# What you are asked to do
Of the entries below, return exactly those lines that fall between the one containing "Can you spot the red" and the one containing "Can you spot the roll", the two end lines included.

# Data to examine
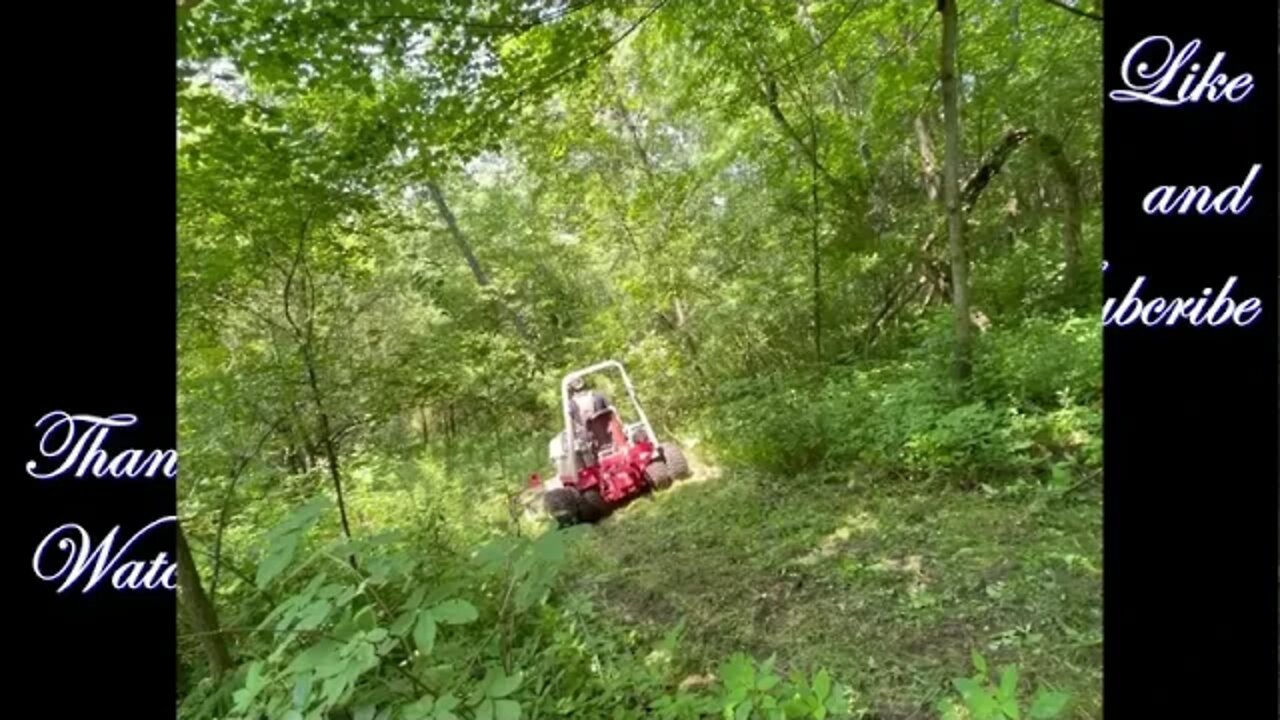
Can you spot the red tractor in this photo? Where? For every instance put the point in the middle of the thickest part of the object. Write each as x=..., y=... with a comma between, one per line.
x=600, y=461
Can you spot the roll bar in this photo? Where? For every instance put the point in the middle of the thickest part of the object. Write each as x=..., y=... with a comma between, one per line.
--
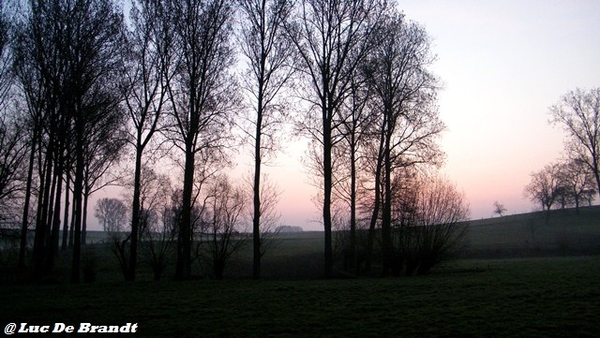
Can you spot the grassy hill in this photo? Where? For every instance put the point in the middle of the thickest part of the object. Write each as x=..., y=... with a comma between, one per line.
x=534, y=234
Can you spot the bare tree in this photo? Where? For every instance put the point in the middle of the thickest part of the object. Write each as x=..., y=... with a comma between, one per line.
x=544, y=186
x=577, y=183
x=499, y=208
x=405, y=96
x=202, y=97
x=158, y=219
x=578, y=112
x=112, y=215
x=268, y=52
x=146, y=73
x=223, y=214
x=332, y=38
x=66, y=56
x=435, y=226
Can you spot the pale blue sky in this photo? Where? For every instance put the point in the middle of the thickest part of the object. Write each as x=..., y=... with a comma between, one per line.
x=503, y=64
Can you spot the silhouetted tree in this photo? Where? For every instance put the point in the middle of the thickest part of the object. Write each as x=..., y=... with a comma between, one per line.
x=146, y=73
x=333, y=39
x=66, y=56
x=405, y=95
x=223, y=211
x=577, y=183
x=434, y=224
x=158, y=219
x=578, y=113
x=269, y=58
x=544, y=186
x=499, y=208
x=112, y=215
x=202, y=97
* * *
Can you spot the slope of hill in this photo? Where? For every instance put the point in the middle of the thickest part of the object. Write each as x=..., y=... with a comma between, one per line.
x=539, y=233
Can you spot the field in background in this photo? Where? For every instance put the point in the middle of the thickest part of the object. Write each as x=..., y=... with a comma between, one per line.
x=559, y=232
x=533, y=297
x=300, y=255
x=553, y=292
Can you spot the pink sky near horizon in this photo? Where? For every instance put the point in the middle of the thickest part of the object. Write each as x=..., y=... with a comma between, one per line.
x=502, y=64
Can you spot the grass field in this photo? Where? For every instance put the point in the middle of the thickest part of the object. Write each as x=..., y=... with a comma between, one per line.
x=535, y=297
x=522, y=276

# Output of the exercise
Can you spot the red tractor in this photo? Where? For every instance put the point in the middle of the thickest part of the object. Write each as x=..., y=... with a comma between, one per line.
x=600, y=461
Can you spot the roll bar in this photo? Where? For every instance put the point in the middle of the thickest part of the object. Write each as x=..., y=... with a comma between, one per line.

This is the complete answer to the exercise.